● Your instructions
Count how many lines of the data below contain the string "mountain"; the reply should be that number alone.

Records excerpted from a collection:
^^^^^^^^^^^^^^^^

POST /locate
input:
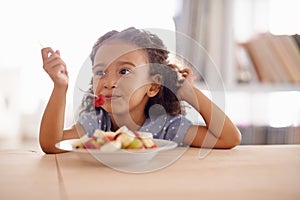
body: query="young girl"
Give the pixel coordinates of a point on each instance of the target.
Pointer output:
(142, 90)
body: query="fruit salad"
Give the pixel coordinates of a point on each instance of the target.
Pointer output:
(123, 138)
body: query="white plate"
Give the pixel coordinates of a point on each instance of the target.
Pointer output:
(122, 157)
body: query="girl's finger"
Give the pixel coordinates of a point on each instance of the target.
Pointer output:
(53, 63)
(46, 51)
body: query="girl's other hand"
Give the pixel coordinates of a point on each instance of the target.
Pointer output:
(55, 67)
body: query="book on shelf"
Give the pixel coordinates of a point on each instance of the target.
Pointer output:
(275, 58)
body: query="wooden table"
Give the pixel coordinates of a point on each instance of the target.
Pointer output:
(245, 172)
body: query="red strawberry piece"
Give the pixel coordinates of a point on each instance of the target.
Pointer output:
(99, 100)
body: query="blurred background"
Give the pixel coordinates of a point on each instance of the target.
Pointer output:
(267, 112)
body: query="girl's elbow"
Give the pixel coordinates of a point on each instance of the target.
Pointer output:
(234, 140)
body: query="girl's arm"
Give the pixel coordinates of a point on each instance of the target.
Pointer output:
(52, 124)
(219, 132)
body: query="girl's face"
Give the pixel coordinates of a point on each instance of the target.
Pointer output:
(121, 74)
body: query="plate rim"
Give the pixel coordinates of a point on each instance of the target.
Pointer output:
(169, 145)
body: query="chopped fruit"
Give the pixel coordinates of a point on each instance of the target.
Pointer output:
(148, 143)
(123, 138)
(99, 100)
(111, 146)
(136, 144)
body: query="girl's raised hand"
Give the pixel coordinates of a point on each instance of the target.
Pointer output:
(189, 79)
(55, 67)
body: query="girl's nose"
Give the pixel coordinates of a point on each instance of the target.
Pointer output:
(110, 81)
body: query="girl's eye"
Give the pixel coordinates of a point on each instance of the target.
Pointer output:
(125, 71)
(99, 73)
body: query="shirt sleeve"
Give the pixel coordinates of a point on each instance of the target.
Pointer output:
(177, 128)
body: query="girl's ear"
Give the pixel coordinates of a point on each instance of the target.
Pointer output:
(155, 86)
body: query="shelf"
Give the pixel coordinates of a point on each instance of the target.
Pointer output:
(253, 87)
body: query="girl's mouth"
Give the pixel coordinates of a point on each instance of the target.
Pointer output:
(112, 97)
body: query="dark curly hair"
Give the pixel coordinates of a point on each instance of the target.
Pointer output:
(159, 64)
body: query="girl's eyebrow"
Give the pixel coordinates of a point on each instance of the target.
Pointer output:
(126, 63)
(99, 65)
(118, 63)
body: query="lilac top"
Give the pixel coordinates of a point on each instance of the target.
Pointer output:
(166, 126)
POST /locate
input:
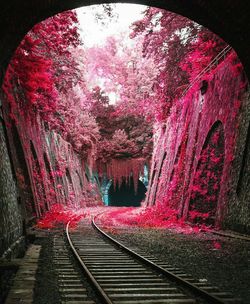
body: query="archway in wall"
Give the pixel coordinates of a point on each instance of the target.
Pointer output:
(207, 179)
(126, 195)
(70, 184)
(22, 175)
(50, 178)
(38, 179)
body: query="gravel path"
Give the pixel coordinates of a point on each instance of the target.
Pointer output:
(223, 261)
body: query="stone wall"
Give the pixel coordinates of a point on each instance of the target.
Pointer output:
(11, 227)
(179, 179)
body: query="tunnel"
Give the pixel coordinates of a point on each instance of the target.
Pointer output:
(125, 195)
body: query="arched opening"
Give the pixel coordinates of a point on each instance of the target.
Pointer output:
(22, 174)
(50, 178)
(126, 195)
(207, 178)
(38, 180)
(80, 179)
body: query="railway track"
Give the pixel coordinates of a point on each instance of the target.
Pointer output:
(121, 276)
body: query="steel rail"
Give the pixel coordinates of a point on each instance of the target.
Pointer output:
(98, 288)
(196, 290)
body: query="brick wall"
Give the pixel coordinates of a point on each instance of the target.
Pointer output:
(11, 227)
(181, 143)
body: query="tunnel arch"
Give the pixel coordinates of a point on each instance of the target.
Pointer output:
(125, 194)
(18, 18)
(205, 193)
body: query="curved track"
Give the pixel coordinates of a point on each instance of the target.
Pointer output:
(122, 276)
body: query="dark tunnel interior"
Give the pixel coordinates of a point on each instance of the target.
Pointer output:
(126, 195)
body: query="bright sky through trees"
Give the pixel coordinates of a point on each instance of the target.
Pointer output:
(94, 30)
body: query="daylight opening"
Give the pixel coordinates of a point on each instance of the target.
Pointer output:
(126, 195)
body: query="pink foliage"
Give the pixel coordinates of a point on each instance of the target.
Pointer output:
(59, 216)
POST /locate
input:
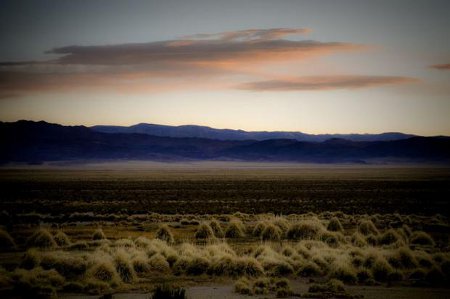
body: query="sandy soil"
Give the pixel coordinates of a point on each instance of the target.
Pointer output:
(227, 292)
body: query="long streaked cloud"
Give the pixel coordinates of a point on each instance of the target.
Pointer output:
(445, 66)
(207, 61)
(325, 83)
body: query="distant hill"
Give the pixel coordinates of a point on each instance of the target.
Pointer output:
(35, 142)
(227, 134)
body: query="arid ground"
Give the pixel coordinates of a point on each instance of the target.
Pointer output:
(225, 230)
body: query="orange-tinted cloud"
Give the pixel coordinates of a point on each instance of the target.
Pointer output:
(324, 83)
(445, 66)
(201, 60)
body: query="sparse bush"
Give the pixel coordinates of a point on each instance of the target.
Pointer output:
(271, 232)
(243, 286)
(165, 234)
(235, 230)
(98, 235)
(31, 259)
(335, 225)
(42, 239)
(390, 237)
(309, 269)
(204, 231)
(343, 271)
(103, 270)
(358, 240)
(124, 267)
(422, 238)
(159, 264)
(62, 239)
(6, 241)
(381, 270)
(258, 229)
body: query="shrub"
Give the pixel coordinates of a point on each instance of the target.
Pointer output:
(358, 240)
(98, 235)
(422, 238)
(217, 228)
(309, 269)
(6, 241)
(204, 231)
(271, 232)
(235, 230)
(261, 286)
(343, 271)
(31, 259)
(159, 264)
(165, 234)
(381, 270)
(197, 266)
(390, 237)
(61, 239)
(103, 269)
(124, 267)
(335, 225)
(168, 292)
(242, 286)
(366, 227)
(42, 239)
(140, 264)
(258, 229)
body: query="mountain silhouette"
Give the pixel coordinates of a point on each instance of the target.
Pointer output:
(36, 142)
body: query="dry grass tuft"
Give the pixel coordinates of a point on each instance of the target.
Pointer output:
(204, 232)
(123, 266)
(271, 232)
(164, 234)
(6, 241)
(62, 239)
(98, 235)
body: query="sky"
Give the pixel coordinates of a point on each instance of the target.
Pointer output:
(311, 66)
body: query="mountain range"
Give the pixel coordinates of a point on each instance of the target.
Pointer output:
(37, 142)
(227, 134)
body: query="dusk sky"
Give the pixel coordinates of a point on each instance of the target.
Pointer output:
(311, 66)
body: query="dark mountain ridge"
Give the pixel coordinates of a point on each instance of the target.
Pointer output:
(228, 134)
(34, 142)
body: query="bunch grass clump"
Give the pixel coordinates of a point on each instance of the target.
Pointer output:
(6, 241)
(271, 233)
(204, 232)
(98, 235)
(164, 234)
(62, 239)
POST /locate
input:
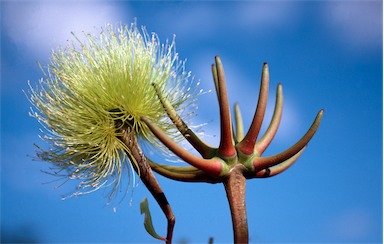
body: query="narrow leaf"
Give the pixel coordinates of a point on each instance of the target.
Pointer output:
(144, 209)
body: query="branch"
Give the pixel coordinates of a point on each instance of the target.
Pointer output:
(247, 145)
(262, 163)
(213, 167)
(226, 148)
(268, 136)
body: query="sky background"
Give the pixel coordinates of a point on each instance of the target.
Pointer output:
(327, 54)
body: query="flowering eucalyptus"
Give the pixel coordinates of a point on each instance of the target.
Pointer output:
(92, 98)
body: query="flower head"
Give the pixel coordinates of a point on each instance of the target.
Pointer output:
(93, 87)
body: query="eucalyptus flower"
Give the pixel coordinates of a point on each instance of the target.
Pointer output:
(97, 84)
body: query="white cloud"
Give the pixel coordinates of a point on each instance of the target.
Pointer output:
(39, 26)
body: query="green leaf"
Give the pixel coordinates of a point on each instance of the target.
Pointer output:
(144, 209)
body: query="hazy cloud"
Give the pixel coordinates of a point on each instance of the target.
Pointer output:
(39, 26)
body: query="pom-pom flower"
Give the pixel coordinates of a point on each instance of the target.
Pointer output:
(92, 88)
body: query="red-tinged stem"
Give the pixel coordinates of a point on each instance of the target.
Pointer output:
(235, 185)
(266, 162)
(212, 166)
(266, 139)
(226, 148)
(239, 124)
(143, 169)
(205, 150)
(277, 169)
(197, 176)
(247, 145)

^^^^^^^^^^^^^^^^

● Expected answer
3